(Shape annotation entries)
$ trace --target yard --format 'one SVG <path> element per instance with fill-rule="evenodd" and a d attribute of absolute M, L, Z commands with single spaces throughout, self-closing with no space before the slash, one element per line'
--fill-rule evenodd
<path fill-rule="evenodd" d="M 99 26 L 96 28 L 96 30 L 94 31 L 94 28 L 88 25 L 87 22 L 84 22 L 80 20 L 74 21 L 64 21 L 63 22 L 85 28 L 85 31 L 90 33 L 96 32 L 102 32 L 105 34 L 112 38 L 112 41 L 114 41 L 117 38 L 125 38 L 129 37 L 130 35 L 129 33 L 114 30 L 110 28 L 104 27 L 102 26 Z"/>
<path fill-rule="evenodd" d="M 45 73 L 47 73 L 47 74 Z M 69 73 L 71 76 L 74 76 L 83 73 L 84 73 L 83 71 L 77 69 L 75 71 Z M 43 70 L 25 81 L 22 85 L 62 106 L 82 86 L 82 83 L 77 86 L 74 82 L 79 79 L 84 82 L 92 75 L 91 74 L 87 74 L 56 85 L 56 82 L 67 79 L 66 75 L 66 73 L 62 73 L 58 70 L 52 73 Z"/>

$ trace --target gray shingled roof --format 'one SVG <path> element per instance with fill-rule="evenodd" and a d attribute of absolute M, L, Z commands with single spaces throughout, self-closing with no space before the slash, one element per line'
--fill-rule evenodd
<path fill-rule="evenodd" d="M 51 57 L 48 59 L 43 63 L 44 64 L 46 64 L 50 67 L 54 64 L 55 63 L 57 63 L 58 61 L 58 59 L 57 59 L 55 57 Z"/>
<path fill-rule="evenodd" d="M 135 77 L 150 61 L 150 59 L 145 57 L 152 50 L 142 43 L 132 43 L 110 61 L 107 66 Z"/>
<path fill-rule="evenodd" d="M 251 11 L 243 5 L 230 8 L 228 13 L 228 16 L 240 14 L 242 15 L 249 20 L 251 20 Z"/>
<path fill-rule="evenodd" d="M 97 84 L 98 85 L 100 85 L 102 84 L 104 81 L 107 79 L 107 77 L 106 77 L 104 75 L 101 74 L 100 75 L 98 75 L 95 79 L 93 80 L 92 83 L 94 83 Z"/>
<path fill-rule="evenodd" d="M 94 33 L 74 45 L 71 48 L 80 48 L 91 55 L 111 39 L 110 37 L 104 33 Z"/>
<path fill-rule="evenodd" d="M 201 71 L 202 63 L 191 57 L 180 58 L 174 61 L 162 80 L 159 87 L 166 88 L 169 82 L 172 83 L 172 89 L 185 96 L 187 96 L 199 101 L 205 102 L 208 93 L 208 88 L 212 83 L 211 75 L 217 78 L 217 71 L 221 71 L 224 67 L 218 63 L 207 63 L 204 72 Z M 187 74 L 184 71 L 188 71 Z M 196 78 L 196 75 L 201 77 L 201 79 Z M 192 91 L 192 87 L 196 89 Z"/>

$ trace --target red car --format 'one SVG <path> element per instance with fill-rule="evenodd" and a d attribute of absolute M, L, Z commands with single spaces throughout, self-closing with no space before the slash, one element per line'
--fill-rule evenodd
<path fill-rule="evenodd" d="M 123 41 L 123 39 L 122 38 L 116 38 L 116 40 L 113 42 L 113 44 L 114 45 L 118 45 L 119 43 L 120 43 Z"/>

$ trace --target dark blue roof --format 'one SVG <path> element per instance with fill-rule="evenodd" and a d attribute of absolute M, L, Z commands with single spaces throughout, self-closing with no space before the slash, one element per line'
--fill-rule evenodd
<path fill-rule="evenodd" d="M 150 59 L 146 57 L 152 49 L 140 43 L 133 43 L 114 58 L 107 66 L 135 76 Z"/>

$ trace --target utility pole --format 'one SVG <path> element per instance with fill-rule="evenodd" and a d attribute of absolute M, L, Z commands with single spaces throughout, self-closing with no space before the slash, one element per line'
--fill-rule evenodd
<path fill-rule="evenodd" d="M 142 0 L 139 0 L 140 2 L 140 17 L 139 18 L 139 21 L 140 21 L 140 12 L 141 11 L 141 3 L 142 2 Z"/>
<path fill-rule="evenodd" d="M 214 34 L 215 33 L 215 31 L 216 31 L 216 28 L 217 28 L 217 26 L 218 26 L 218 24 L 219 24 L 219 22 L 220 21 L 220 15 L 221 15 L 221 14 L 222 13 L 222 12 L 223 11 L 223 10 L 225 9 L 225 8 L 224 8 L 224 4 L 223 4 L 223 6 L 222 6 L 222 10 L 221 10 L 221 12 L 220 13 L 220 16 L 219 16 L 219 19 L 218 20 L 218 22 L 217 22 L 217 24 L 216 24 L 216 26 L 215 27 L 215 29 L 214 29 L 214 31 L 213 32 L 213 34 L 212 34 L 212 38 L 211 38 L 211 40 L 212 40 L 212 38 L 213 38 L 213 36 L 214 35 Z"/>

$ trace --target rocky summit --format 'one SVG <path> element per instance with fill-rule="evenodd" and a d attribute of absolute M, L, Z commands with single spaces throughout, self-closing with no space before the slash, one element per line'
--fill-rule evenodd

Exercise goal:
Could you extract the stretch from the very start of the data through the line containing "85 L 62 106", including that line, and reproduce those lines verbatim?

The result:
$ trace --target yard --format 'one SVG <path> element per instance with fill-rule="evenodd" and a d attribute of absolute M, L, Z commands with single spaces throughout, self-closing with no space before the slash, one element per line'
--fill-rule evenodd
<path fill-rule="evenodd" d="M 99 26 L 96 28 L 96 30 L 94 31 L 94 28 L 88 25 L 87 22 L 84 22 L 80 20 L 74 21 L 64 21 L 63 22 L 85 28 L 85 31 L 90 33 L 96 32 L 102 32 L 105 34 L 112 38 L 112 41 L 114 41 L 117 38 L 125 38 L 129 37 L 130 35 L 129 33 L 114 30 L 110 28 L 104 27 L 102 26 Z"/>
<path fill-rule="evenodd" d="M 45 73 L 47 73 L 47 74 Z M 69 73 L 71 76 L 74 76 L 83 73 L 84 73 L 83 71 L 77 69 L 75 71 Z M 43 70 L 25 81 L 22 85 L 62 106 L 82 86 L 82 83 L 77 86 L 74 82 L 79 79 L 84 82 L 92 75 L 91 74 L 87 74 L 56 85 L 56 82 L 67 79 L 66 75 L 66 73 L 62 73 L 58 70 L 52 73 Z"/>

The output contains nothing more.